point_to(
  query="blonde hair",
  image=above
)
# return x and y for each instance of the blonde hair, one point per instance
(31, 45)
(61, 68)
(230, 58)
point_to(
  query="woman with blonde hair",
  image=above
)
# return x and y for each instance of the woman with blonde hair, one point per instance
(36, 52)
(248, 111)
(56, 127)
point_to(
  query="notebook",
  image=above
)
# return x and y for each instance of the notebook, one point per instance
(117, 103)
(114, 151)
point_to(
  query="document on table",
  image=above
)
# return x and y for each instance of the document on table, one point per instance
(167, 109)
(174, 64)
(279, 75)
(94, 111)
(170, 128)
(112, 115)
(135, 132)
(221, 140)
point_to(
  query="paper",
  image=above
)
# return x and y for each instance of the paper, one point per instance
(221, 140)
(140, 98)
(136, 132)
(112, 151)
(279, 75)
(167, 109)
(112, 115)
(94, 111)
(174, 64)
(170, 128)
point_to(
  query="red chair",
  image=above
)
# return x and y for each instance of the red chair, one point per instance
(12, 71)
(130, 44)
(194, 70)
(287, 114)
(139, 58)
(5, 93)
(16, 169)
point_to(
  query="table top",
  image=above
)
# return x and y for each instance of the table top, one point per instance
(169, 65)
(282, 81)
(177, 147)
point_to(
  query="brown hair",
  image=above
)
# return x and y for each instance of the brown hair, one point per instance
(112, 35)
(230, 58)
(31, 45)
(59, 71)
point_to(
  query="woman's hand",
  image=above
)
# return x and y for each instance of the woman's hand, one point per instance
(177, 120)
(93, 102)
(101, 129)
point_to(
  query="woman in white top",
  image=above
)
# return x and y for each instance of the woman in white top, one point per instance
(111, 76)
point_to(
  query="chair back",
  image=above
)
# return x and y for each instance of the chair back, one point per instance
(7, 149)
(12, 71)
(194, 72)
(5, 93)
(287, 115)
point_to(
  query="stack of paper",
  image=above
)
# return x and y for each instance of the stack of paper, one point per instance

============

▶ Written exercise
Copy out all of the lines above word for word, from beginning to end.

▶ Task response
point_to(
  query="blonde hair",
  image=above
)
# return x and y for each instance of the blonde hair, one point per instance
(31, 45)
(61, 68)
(230, 58)
point_to(
  query="woman with blonde hair",
  image=above
)
# return x and y for each instance of the woman with blonde hair, one point per instance
(36, 52)
(248, 111)
(56, 127)
point_to(
  query="notebook",
  image=above
)
# return x and y for each instance of the notebook, one point per instance
(117, 103)
(114, 151)
point_to(
  query="document on table",
  image=above
)
# return x and y for each instance of the document on table, one point per instance
(167, 109)
(174, 64)
(279, 75)
(94, 111)
(170, 128)
(112, 115)
(135, 132)
(221, 140)
point_to(
  query="paper",
  image=above
)
# return x and y for each instance of the paper, one point per instance
(221, 140)
(140, 98)
(136, 132)
(112, 151)
(279, 75)
(167, 109)
(112, 115)
(94, 111)
(174, 64)
(170, 128)
point_to(
  query="red chair",
  image=above
)
# return x and y for each instance of the red chair, one point per instance
(12, 71)
(130, 44)
(194, 70)
(287, 114)
(139, 58)
(5, 93)
(16, 169)
point_to(
  query="table top",
  image=above
)
# return x and y for each instance of the table top, one point per instance
(169, 65)
(282, 81)
(177, 147)
point_to(
  query="brown hair",
  image=above
)
# return x and y for each instance of the brown hair, one point per instance
(112, 35)
(230, 58)
(31, 45)
(59, 71)
point_to(
  query="woman's hand",
  image=above
)
# return x and y for each instance of the woman's hand, one point per instance
(177, 120)
(93, 102)
(101, 129)
point_to(
  query="woman in white top",
  image=above
)
# return x and y for each instance of the woman in white top, one point per instance
(111, 76)
point_to(
  query="chair back",
  image=above
)
# return x and y for each instance of the chair back, one point per instance
(7, 149)
(12, 71)
(194, 72)
(5, 93)
(287, 115)
point_to(
  query="stack of paper",
  image=above
)
# return x and y for each instance of the stack of paper, one point per instance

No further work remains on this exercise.